━━━ GIVEN RECORDS
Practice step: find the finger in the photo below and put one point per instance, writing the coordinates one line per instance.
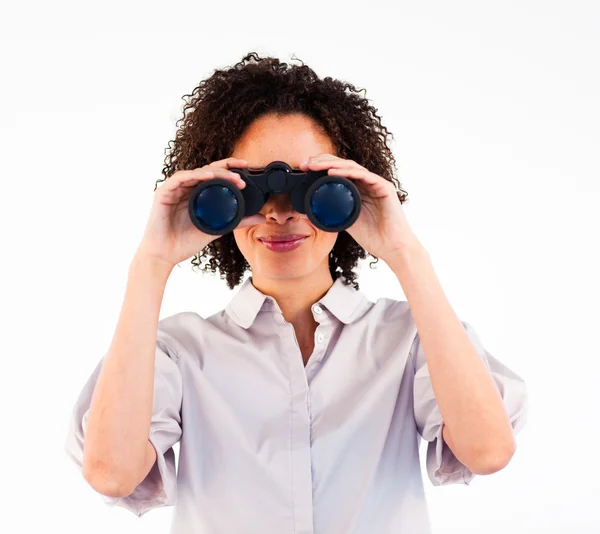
(192, 177)
(230, 163)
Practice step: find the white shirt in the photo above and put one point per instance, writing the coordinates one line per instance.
(270, 446)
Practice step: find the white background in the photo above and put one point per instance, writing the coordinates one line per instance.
(495, 111)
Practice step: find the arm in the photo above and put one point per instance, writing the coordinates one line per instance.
(117, 453)
(476, 426)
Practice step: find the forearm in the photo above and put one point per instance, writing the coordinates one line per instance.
(477, 426)
(118, 425)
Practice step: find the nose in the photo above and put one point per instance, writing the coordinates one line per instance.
(279, 208)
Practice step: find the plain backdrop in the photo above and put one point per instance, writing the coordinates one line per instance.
(494, 107)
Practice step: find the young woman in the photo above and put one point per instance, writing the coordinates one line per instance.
(300, 406)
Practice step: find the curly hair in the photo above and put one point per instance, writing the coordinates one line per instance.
(222, 107)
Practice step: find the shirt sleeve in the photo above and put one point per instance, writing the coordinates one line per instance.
(159, 488)
(442, 465)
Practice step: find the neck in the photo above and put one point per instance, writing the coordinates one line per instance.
(295, 296)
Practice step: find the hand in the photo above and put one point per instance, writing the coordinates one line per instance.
(381, 228)
(170, 236)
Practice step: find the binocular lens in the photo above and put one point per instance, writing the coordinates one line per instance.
(332, 204)
(216, 206)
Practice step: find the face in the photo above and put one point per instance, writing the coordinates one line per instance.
(292, 139)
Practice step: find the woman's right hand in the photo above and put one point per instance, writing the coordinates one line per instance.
(170, 236)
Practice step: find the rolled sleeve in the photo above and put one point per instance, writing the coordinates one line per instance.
(159, 488)
(442, 465)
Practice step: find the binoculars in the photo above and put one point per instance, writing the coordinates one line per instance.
(332, 203)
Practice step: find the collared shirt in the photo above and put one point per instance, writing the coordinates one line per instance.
(270, 446)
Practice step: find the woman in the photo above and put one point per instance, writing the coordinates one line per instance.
(299, 407)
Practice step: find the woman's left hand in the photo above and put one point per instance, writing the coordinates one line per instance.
(381, 228)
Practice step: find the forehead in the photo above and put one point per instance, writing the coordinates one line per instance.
(291, 138)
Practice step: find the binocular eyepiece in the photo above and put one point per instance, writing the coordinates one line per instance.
(332, 203)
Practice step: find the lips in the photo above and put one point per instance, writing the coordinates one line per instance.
(283, 238)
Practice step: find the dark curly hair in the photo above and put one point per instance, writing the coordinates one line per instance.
(224, 105)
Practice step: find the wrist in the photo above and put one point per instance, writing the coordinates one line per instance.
(153, 264)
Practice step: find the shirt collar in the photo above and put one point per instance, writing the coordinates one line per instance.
(344, 302)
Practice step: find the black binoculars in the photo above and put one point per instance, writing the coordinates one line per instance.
(332, 203)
━━━━━━
- _SET PROBLEM_:
Restate the records above in full, word for word. Keep pictures out.

- _ANSWER BELOW_:
Practice step: find the finger in the photo below and put one point per instance, writing the coordinates one line per instance.
(192, 177)
(230, 163)
Practice step: find the white shirt in the photo above and put one point per instance, writing the coordinates one line per instance.
(270, 446)
Practice step: find the white background in the photo above and put one point per instance, writing the coordinates one line per instance.
(495, 111)
Practice step: find the arm in the photo above and put one point per instance, writing the coordinates one line per instance.
(117, 453)
(476, 426)
Practice step: find the forearm in the photo above and put one point per instance, writing the coordinates one line per instance.
(477, 426)
(118, 425)
Practice step: find the nose in the photo above and put one point per instance, writing the coordinates one line per instance.
(279, 208)
Practice step: find the plain backdrop in the photo above and put one point per instance, writing the coordinates one line per instance.
(494, 107)
Practice step: find the young woman in the photo above and put one point per instance, writing the coordinates one line per instance.
(300, 406)
Practice step: find the curly hair in the photo above and put one point per instance, writing the coordinates one line per instance.
(222, 107)
Practice step: find the shirt sleeve in the photo above and put one point per instance, writing the coordinates one line per instance.
(159, 488)
(442, 465)
Practice step: find the neck in the photo above and put one point per instance, writing the coordinates one line per instance.
(295, 296)
Practice step: find the hand in the photo above and put one point per instance, writing the coordinates one line per instance.
(381, 228)
(170, 236)
Practice step: find the binocular lens in the photo above and put one point per instance, writing the coordinates one line per instance.
(332, 204)
(216, 206)
Practice step: find the face in the photo above and put one point per instance, writing the coordinates one line per instance.
(292, 139)
Practice step: find the woman's right hand in the photo above and put one point per instance, writing the coordinates one line per instance.
(170, 236)
Practice step: find the rolled sleeve in the photo above and put one point per instance, writing the coordinates one line per instance.
(159, 488)
(442, 465)
Practice step: find the binoculars in the photo above and put one point per instance, writing the coordinates one line per instance.
(332, 203)
Practice step: find the collared shirt in the photo above and put one point per instance, writing the coordinates one line per instance.
(270, 446)
Practice step: find the woman in the photo above and put one point per instance, writing the coordinates one line per instance.
(299, 407)
Practice step: find the woman's left hand in the photo above and put one point per instance, writing the coordinates one line per instance.
(381, 228)
Practice step: find the forehead in the photo above and put one point per instance, writing the coordinates one line per instance.
(291, 138)
Practice step: find the binocular eyepiece in the photo above and put one point per instance, writing the coordinates one line per instance.
(332, 203)
Practice step: find the lips in the photo above and put one point per instance, writing the coordinates one line per instance.
(283, 238)
Practice step: find the dark curly hair in the photo above and put one point per instance, writing the coordinates one line per instance.
(224, 105)
Practice step: find the wrist in the photo above and put one point per instance, writing the coordinates one line per instance.
(153, 264)
Practice step: find the shirt collar in the photo above and put one point per instance, writing the coordinates one line per instance.
(344, 302)
Practice step: find the black binoculars in the photo above and put one point per instance, writing the coordinates one line per instance.
(332, 203)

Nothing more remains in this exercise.